## Task
Show every line of the data below that includes the word "mint".

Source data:
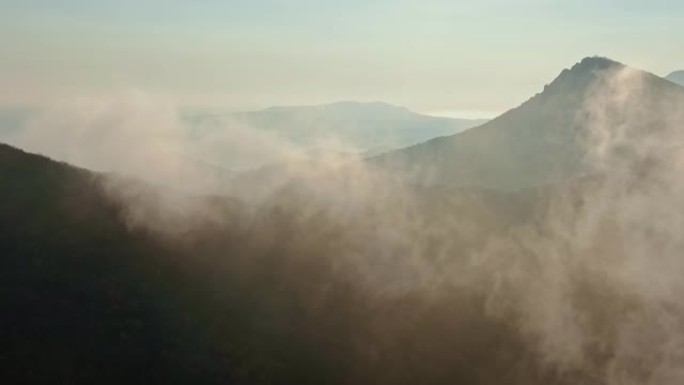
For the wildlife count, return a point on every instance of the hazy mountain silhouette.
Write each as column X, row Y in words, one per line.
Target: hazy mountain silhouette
column 352, row 126
column 542, row 141
column 676, row 77
column 345, row 276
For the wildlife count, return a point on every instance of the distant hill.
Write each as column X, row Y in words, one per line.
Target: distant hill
column 344, row 127
column 676, row 77
column 544, row 140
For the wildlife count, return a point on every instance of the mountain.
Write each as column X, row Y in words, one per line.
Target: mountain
column 547, row 139
column 350, row 127
column 676, row 77
column 267, row 295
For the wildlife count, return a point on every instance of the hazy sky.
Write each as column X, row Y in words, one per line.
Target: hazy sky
column 436, row 56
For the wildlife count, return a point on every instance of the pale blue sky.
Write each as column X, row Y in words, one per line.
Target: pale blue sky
column 435, row 56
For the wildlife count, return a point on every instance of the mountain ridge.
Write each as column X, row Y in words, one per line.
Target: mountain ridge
column 542, row 141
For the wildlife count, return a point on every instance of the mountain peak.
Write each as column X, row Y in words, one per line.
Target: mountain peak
column 676, row 77
column 581, row 75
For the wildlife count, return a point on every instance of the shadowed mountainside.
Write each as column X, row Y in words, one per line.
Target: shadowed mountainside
column 543, row 141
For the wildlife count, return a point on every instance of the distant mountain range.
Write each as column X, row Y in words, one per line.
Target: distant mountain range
column 353, row 127
column 543, row 141
column 348, row 281
column 676, row 77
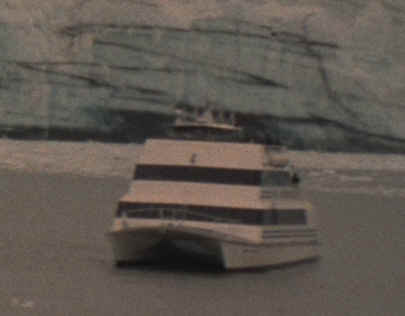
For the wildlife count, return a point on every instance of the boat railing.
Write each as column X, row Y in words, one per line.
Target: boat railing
column 177, row 214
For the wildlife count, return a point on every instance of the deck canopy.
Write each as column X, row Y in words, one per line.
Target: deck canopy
column 203, row 154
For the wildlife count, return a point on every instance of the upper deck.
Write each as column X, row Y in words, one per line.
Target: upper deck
column 222, row 155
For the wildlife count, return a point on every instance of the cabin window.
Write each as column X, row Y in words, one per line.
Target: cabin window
column 214, row 214
column 198, row 174
column 291, row 217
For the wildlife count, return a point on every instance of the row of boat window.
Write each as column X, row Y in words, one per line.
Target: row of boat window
column 212, row 175
column 213, row 214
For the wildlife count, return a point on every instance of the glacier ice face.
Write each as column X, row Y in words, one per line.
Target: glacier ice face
column 319, row 74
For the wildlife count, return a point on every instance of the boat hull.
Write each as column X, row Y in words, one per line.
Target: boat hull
column 158, row 244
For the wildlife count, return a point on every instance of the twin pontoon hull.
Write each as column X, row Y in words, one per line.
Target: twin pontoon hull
column 138, row 245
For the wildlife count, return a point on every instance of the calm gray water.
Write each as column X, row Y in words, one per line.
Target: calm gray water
column 55, row 260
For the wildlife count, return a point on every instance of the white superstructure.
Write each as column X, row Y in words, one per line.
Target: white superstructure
column 235, row 204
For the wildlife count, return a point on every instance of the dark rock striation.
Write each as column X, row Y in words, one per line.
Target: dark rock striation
column 313, row 76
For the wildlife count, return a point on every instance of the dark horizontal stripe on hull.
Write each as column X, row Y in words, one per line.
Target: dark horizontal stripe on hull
column 293, row 243
column 290, row 231
column 289, row 236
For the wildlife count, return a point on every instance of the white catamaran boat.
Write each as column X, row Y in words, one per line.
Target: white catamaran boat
column 232, row 203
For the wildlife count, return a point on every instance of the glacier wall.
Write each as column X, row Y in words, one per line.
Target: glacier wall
column 315, row 74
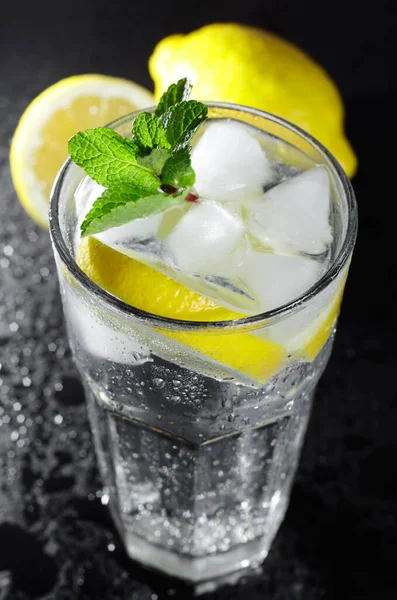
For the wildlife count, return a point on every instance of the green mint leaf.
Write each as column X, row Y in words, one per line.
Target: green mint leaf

## Output for this exercise
For the wildlife count, return a point on every instance of the green mint leaf.
Target: green mint leaf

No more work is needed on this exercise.